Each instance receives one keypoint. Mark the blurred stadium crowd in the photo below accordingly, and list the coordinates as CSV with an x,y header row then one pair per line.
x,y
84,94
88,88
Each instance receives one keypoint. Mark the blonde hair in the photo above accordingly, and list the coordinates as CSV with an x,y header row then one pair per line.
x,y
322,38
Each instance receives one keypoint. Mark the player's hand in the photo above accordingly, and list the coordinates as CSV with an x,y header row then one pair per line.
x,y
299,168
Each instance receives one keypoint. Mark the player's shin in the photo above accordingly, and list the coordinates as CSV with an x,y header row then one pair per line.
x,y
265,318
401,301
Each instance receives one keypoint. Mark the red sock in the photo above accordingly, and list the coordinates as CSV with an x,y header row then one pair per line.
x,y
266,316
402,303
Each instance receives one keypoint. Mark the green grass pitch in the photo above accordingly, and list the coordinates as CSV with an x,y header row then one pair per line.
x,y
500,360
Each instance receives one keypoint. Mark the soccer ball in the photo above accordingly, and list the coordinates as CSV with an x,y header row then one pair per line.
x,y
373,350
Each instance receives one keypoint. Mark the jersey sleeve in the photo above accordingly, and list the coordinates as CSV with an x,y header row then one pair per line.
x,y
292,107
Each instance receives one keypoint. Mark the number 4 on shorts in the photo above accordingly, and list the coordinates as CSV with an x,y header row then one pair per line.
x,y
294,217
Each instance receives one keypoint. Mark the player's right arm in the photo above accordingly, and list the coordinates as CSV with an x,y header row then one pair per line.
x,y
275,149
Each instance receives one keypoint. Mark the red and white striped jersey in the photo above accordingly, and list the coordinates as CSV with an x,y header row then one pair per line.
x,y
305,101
+++
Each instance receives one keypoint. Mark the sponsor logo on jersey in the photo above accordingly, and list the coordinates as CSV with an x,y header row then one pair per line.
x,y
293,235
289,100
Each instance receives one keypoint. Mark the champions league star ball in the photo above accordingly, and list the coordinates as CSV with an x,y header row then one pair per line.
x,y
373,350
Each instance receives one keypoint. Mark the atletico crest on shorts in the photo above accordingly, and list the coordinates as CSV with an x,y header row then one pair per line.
+++
Problem to work on: Find each line in the items above that contains the string "player", and copy those lines. Case counts.

Result of the task:
Each instance receives one keypoint. Mark the player's hand in the photo above accordingly, and list the coordinates as CSV with an x,y header row then one pair per line.
Each instance receives one keypoint. Mark the player's shin in the photo above accordingly, and list the coordinates as CSV with an x,y header row then one pair per line.
Each instance receives one keypoint. Mark the player's right arm in the photo above accordingly, and list the coordinates as CSV with an x,y header row then one pair per line.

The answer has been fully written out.